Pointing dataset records
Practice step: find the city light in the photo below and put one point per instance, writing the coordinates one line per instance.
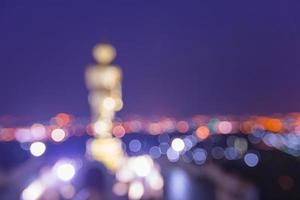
(178, 144)
(58, 135)
(64, 170)
(37, 149)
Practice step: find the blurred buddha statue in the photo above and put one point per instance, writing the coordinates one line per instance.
(104, 82)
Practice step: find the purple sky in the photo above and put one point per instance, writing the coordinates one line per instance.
(178, 59)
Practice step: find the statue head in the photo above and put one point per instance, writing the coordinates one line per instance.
(104, 53)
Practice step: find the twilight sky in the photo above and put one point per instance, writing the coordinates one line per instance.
(178, 58)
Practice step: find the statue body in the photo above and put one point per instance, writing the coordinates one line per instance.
(104, 83)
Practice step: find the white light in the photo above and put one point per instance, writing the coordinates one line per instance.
(65, 171)
(136, 190)
(33, 191)
(178, 144)
(37, 149)
(199, 156)
(251, 159)
(58, 135)
(172, 155)
(155, 180)
(120, 188)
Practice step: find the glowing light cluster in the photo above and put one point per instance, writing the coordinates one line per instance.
(55, 179)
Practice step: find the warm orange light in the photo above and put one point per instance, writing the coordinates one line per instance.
(202, 132)
(119, 131)
(62, 119)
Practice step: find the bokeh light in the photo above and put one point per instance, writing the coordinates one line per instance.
(37, 149)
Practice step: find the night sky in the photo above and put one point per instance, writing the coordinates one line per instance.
(178, 59)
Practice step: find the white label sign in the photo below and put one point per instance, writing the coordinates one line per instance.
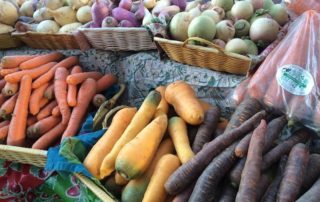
(295, 79)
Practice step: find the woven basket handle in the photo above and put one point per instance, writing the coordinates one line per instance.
(203, 41)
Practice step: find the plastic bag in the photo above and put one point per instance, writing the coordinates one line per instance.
(297, 7)
(289, 79)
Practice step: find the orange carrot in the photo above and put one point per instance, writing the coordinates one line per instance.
(56, 111)
(8, 107)
(2, 99)
(15, 60)
(43, 102)
(49, 92)
(76, 79)
(60, 91)
(10, 89)
(36, 96)
(17, 133)
(4, 133)
(5, 72)
(4, 123)
(72, 89)
(46, 111)
(86, 92)
(106, 82)
(33, 73)
(2, 84)
(98, 100)
(31, 120)
(42, 126)
(41, 60)
(45, 78)
(48, 139)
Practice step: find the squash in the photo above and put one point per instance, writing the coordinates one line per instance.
(205, 105)
(139, 121)
(165, 167)
(120, 180)
(104, 145)
(136, 156)
(178, 132)
(135, 189)
(183, 98)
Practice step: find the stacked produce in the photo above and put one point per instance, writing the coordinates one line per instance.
(241, 27)
(8, 15)
(57, 16)
(45, 98)
(128, 13)
(138, 161)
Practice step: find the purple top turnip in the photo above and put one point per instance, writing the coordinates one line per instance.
(99, 11)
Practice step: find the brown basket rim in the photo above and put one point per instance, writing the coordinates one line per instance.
(100, 193)
(116, 29)
(38, 33)
(23, 150)
(202, 48)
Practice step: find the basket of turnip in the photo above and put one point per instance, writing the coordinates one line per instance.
(8, 16)
(53, 24)
(118, 26)
(222, 35)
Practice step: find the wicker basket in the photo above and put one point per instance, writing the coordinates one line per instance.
(23, 155)
(7, 41)
(49, 41)
(119, 39)
(38, 158)
(212, 57)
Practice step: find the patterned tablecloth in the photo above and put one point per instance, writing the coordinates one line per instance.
(144, 70)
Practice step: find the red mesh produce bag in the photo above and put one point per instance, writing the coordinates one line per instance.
(289, 79)
(297, 7)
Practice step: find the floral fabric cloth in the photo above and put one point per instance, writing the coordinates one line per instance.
(140, 72)
(143, 71)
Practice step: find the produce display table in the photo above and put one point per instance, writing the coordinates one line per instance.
(144, 70)
(140, 72)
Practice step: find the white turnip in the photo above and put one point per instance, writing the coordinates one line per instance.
(264, 30)
(237, 46)
(84, 14)
(225, 4)
(225, 30)
(252, 47)
(279, 14)
(242, 10)
(212, 14)
(242, 28)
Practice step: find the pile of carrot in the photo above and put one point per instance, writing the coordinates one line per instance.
(152, 154)
(250, 162)
(45, 98)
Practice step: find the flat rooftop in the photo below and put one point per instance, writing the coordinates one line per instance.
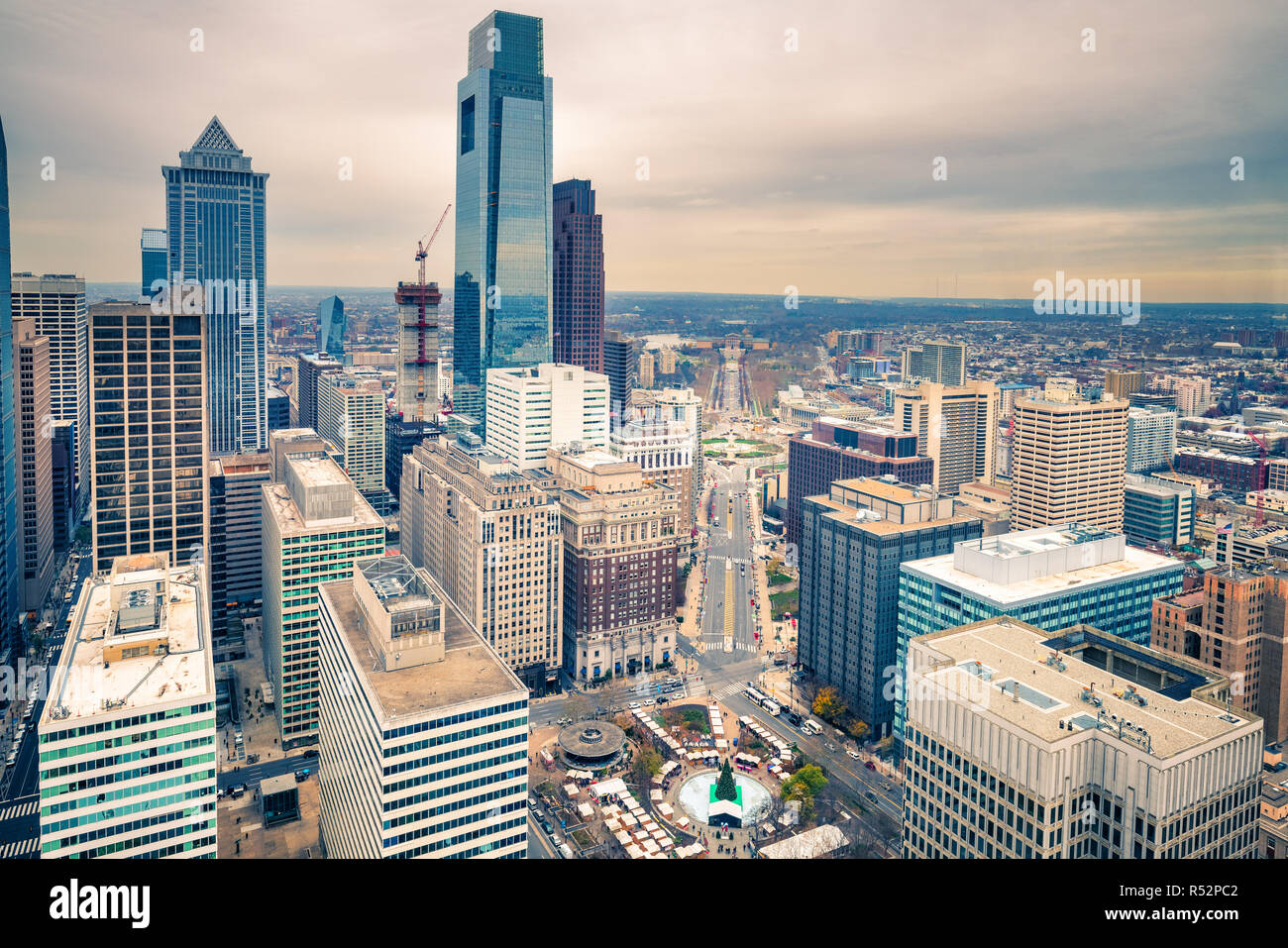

Exercise prompt
All of the material above should be reproduced exactly, except the pictures.

Complete answer
Practice step: find the city light in the photo below and put one point per instance, writing the coordinates one line per instance.
(178, 144)
(58, 135)
(64, 170)
(37, 149)
Practice step: find the blurred buddha statue in the photo above and put one point per instance, writing the coordinates one line per instance.
(104, 82)
Practice step: find the purple sky in the photo above and put one point per instance, writing the coordinates one line per instance.
(178, 59)
Practice step: find the statue head in the photo above and put one point per instance, writing the coordinates one line per instance.
(104, 53)
Practice step: find the twilight sky in the photo above and put one point per instance, writing the coordinates one line per instance.
(178, 58)
Practice step: find the statue body in the photo above and put one point per instance, writing the coordinates one line per instance.
(104, 83)
Practice step: find the white light in the photo above and put one point per instance, writing the coordinates one line per instance.
(65, 171)
(136, 190)
(33, 191)
(178, 144)
(37, 149)
(199, 156)
(251, 159)
(58, 135)
(172, 155)
(155, 180)
(120, 188)
Practice step: find the glowing light cluster in the photo above and put one point per instance, writing the coordinates one line per instance.
(55, 179)
Practice step: find the warm orange light in the photo above and put one point per instance, writing the coordinates one line per instance.
(202, 132)
(119, 131)
(62, 119)
Practice step: find the bokeh light in the photo above and put one point per instance, writing the coordinates one line per instance.
(37, 149)
Practice step: find the night sky in the photo above and put one point per instance, writing the coordinates one line per instance.
(178, 59)
Practice step: find the white label sign in the photo below and put one point per instance, writing the coordinates one line per instance.
(295, 79)
Practice step: find the woven basket handle in the photo above and put one point per instance, writing the coordinates one line per instance.
(203, 41)
Practice step: find the plastic bag in the photo above and put one point per instance, writing the coordinates one line per instance.
(297, 7)
(289, 79)
Practice step: find the orange carrot in the photo above and put one point per instance, writing the coordinates one line per instance.
(56, 111)
(8, 107)
(2, 99)
(15, 60)
(43, 102)
(49, 92)
(76, 79)
(60, 91)
(10, 89)
(36, 96)
(17, 133)
(4, 133)
(5, 72)
(4, 123)
(72, 89)
(46, 111)
(86, 92)
(106, 82)
(33, 73)
(2, 84)
(98, 100)
(31, 120)
(42, 126)
(41, 60)
(45, 78)
(48, 139)
Practice step: find the squash in the photo above and put one point per instance, writing the coordinates one line per instance.
(205, 105)
(139, 121)
(165, 167)
(120, 180)
(104, 145)
(136, 156)
(178, 132)
(135, 189)
(183, 98)
Practice step: find the stacked produce in the photo above and put one point per instance, writing the coordinates one line per instance.
(241, 27)
(8, 15)
(57, 16)
(45, 98)
(128, 13)
(138, 161)
Practice step: find the purple top turnip in the photo above and put one point per instance, writing the coordinates one line per instance.
(99, 11)
Practice step: find the brown basket rim in the photo above and put one point per instance, writing the coordinates one line per instance.
(100, 193)
(116, 29)
(38, 33)
(23, 150)
(202, 48)
Practice step: find the basket of turnip in the photo above and put one point per instance, writing the coordinates one line per instance.
(8, 16)
(53, 24)
(118, 26)
(222, 35)
Practice step: find the wicker basket in the photo above and put one point per instance, writing the coordinates one line per instance.
(23, 155)
(7, 41)
(49, 41)
(119, 39)
(38, 158)
(212, 57)
Practice step: find the patterned tablecloth in the photo above and put one point per instance, writing the coordinates one line per instance.
(144, 70)
Practice step: find the red mesh produce bag in the photo above and put one point per instance, writing the coordinates one line per instance.
(289, 79)
(297, 7)
Practice step: find the floral fabric cloth in the photo above and put one point per instance, writing the coordinates one line per instance.
(140, 72)
(143, 71)
Practice step: find the produce display table in the photo above and put one point per instance, writing the coordinates one line per instance.
(144, 70)
(140, 72)
Practice step: find the white turnip in the photo above and put one point per instance, writing the coordinates one line per instance.
(264, 30)
(237, 46)
(84, 14)
(225, 4)
(225, 30)
(252, 47)
(279, 14)
(242, 10)
(212, 14)
(242, 28)
Practice step: find the pile of carrot in the photo above and put one point per instance, writing the coordinates one line per instance.
(152, 154)
(250, 162)
(45, 98)
Practice step: find the flat rooftop in the photo below and put one point per instance, writing the coordinates one line per instance.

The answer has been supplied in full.